### What the exercise asks
Gather up every line from the entries below that uses the word "palm".

### Data shown
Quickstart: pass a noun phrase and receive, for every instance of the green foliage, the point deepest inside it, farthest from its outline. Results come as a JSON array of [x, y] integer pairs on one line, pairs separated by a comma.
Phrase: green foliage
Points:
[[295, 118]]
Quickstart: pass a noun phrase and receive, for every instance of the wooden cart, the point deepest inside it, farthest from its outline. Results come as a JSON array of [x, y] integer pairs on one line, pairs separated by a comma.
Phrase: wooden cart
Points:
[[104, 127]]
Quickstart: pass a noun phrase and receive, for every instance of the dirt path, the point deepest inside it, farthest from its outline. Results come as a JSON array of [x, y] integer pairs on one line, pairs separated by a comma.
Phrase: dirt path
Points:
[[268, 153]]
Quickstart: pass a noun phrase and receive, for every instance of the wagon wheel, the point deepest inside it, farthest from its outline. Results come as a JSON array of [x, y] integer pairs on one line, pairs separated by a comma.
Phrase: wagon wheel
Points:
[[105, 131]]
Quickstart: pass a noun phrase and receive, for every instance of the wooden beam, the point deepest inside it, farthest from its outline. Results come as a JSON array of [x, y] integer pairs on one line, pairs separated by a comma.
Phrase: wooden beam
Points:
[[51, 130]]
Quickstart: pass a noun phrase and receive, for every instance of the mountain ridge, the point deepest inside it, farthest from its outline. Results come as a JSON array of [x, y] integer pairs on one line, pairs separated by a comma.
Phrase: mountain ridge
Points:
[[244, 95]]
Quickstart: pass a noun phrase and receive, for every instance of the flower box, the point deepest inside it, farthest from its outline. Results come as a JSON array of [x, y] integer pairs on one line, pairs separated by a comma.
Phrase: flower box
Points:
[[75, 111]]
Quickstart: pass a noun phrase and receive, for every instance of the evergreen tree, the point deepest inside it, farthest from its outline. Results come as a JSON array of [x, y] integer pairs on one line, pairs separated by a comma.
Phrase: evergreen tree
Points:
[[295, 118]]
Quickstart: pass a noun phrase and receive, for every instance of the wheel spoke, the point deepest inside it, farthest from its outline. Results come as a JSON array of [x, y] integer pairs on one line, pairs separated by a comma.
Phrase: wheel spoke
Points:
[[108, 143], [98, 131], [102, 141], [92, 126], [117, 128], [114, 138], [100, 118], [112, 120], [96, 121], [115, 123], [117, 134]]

--

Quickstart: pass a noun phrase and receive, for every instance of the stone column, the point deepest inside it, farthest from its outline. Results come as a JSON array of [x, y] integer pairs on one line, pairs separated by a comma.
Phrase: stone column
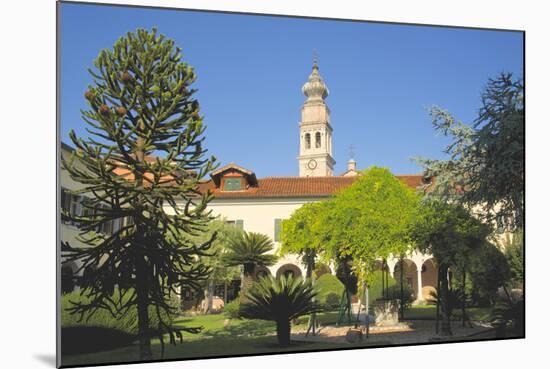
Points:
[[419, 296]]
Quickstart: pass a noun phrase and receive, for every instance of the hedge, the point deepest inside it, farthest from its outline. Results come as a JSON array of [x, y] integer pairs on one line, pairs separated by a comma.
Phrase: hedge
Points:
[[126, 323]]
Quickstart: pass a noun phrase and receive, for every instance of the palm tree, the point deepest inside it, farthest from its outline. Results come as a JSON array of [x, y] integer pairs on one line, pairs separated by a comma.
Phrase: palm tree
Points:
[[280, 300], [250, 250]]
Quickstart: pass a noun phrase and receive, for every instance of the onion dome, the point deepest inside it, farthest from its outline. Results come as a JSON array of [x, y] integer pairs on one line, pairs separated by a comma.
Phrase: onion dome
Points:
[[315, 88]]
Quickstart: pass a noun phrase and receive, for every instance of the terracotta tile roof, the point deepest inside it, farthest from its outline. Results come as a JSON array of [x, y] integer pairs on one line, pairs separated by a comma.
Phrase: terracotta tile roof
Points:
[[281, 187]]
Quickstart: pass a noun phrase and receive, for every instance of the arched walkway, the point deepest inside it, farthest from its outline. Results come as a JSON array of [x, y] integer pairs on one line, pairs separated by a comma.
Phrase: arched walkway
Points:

### Task answer
Quickstart: pass a noun phrase and receive, for every instance of the palm tree, the point deepest inside it, farthest from its outline. Results come as a JSON array of [x, y] integer pairs on one line, pairs separated by a comma.
Phrase: palm tree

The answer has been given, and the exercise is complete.